─── TEXT PROVIDED
Designed and built in the 1990s by architect Marcos Acayaba, Residencial Butantã Condominium, located at the top of the Kerosene Hill, western region of São Paulo, is presented with a still extremely contemporary architecture; result of a project that was remarkable by the correct use of few materials, such as structural concrete blocks, slate and wood, all left exposed.


The internal renovation project of one of the residences should adapt the architecture to the family needs, especially the ground floor area, which includes kitchen and dining room; place of everyday activities and to receive friends.


With a simple intervention, only in the central part – where there were the only non-structural walls of the building, we chose to transform the staff bathroom (underused by the family) in a restroom, increasing the dining room and kitchen areas, and making better use of pantry space.


With the new layout defined, we started to deepen the discussion about the materials we would use for the renovation, and how the transition from the existing area of the house, with wooden Jatoba floor (which kept), and the new kitchen. We elect the slate stone to coat the kitchen floor, for two reasons: first because it is already one of the materials used in the original architecture design floors, and uses it in this new intervention seemed the most natural choice. Secondly, because it is a national stone, beautiful, durable and affordable.
──────
• DIRECTIVES:
• a. Reproduce the part of the Residencial Butantã passage that starts at "The internal renovation" and ends at "of pantry space.".
• b. Answer these questions using the Residencial Butantã passage:
(i) Which architect designed and built the condominium?
(ii) Which room did the renovation turn into a restroom?
(iii) What type of wood is the floor that was kept in the existing area of the house?
• c. Pick up the Residencial Butantã passage after its final sentence and continue it.
─── RECORDS SUPPLIED
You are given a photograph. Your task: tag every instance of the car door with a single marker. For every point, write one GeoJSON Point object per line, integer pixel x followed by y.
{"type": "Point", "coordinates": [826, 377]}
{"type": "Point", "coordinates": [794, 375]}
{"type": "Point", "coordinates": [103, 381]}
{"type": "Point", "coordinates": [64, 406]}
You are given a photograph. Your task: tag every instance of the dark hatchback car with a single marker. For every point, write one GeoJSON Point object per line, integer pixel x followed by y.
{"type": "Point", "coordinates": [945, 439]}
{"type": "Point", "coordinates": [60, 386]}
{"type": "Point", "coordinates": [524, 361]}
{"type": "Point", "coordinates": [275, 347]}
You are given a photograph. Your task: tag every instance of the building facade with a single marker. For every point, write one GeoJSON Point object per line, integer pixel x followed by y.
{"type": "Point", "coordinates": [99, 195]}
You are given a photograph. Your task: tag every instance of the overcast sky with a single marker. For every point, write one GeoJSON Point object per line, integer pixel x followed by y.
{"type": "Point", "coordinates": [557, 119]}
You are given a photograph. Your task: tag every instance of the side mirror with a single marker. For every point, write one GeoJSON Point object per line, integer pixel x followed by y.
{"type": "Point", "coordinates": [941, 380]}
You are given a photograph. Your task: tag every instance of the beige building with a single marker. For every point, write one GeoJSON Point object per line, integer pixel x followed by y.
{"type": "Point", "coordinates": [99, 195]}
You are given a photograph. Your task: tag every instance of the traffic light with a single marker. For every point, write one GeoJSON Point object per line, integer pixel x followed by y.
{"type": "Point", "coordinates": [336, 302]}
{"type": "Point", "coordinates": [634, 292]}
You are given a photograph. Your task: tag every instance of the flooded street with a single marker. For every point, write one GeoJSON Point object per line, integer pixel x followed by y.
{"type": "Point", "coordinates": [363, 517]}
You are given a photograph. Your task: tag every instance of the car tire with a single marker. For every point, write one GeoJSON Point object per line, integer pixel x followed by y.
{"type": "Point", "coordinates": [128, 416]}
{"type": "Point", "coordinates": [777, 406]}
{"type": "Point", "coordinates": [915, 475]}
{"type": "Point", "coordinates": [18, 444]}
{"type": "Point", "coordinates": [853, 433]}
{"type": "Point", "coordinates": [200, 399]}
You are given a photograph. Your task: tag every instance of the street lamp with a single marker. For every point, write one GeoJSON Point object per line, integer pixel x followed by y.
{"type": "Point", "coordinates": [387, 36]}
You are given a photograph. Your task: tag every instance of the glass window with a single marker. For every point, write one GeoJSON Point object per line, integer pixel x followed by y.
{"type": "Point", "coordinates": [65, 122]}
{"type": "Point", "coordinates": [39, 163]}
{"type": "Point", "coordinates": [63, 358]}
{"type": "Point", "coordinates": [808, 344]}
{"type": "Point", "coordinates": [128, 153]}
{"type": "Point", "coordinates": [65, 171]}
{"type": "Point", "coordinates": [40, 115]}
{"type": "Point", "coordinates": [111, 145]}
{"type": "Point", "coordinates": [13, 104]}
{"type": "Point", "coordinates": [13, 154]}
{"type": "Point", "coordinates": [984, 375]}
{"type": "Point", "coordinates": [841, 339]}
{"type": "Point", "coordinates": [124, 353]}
──────
• ANSWER LIST:
• a.
The internal renovation project of one of the residences should adapt the architecture to the family needs, especially the ground floor area, which includes kitchen and dining room; place of everyday activities and to receive friends.


With a simple intervention, only in the central part – where there were the only non-structural walls of the building, we chose to transform the staff bathroom (underused by the family) in a restroom, increasing the dining room and kitchen areas, and making better use of pantry space.

• b.
(i) Marcos Acayaba
(ii) The staff bathroom
(iii) Jatoba

• c.
So to not have an abrupt transition between the existing floor material (wood) and the new kitchen floor (slate), we designed a zigzag line linking both materials, forming a subtle line of transition between the existing and the new. The cabinets carpentry followed this new pagination, being coated in wood where the floor is wood, and colorful where the floor transposes to slate. This transition follows the floor from the kitchen to the restroom, leaving one of its walls covered with the same paging floor stone.


As connoisseurs of design and architecture, the family already had most of the furniture, which was taken advantage of the new layout, complemented only by polypropylene IC01 chairs, designed by Guto Indio da Costa. The lighting pendants from Reka follows the design of the original wooden beams of the house, providing a diffused lighting throughout the space.